Instructions for the task — From the records below, return each line that contains the word "excavator", copied in full.

>> START

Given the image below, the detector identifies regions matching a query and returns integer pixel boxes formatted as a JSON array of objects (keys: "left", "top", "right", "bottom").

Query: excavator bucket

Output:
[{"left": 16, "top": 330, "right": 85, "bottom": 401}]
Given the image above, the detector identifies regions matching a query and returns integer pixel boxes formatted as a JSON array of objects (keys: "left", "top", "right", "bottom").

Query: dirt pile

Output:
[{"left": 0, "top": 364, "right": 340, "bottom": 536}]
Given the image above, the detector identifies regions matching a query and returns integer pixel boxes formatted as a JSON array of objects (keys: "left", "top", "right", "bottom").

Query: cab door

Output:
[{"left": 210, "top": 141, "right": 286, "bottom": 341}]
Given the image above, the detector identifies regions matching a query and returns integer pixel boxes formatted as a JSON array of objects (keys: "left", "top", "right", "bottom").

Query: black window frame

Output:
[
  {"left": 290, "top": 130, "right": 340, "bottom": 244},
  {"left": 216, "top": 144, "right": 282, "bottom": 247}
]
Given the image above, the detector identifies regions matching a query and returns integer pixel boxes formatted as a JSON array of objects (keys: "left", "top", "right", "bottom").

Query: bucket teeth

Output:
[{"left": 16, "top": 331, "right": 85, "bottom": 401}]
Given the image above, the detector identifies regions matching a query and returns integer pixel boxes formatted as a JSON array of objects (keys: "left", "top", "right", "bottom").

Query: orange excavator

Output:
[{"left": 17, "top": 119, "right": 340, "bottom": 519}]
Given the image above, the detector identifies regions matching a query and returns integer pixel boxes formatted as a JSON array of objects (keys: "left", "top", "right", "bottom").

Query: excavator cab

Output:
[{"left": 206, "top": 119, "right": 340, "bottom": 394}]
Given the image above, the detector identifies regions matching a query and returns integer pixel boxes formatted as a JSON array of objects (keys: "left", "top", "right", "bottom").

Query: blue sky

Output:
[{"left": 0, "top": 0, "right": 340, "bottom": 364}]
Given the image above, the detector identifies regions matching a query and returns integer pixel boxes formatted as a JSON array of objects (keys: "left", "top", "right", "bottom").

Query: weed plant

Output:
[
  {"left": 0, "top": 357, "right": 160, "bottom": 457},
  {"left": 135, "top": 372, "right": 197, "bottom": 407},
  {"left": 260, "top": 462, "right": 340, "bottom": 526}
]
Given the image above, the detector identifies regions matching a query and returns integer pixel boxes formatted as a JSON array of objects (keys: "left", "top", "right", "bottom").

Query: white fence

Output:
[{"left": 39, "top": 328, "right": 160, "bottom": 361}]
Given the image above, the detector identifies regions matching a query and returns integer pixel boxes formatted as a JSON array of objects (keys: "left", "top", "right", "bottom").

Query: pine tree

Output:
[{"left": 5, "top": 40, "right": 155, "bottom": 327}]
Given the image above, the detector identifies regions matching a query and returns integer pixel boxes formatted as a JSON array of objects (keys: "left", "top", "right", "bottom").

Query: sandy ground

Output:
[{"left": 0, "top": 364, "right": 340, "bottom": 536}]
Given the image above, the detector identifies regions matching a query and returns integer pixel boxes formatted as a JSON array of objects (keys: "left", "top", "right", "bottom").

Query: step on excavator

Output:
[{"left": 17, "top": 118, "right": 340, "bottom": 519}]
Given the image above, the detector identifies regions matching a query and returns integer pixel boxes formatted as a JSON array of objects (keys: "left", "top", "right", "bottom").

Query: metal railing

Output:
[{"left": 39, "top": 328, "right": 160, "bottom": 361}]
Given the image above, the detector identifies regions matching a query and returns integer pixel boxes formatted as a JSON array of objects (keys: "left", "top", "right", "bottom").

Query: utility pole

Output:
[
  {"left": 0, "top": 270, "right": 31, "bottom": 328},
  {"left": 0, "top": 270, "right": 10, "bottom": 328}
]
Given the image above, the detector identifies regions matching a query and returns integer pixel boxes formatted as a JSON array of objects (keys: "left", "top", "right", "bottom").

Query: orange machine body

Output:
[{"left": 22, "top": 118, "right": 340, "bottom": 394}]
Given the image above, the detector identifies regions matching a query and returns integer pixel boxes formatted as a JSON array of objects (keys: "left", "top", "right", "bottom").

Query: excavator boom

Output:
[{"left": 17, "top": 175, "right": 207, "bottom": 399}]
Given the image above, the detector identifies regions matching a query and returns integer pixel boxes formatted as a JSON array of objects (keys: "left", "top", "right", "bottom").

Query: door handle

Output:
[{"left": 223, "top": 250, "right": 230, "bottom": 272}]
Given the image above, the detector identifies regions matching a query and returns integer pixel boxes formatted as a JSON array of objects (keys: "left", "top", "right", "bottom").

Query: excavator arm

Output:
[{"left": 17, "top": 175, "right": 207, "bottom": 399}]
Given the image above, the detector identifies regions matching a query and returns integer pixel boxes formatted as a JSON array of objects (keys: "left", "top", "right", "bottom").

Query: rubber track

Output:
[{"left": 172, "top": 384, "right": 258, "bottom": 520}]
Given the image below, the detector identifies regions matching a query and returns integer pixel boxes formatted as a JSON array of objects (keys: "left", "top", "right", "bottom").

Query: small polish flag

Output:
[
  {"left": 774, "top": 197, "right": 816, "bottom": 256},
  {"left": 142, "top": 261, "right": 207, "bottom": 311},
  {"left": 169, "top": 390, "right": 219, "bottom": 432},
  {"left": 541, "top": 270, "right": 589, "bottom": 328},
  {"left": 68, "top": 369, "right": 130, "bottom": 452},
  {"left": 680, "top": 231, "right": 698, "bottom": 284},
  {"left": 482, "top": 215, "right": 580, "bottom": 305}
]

>> END

Exercise result —
Query: excavator bucket
Query: orange excavator
Query: excavator cab
Query: step on excavator
Query: excavator boom
Query: excavator arm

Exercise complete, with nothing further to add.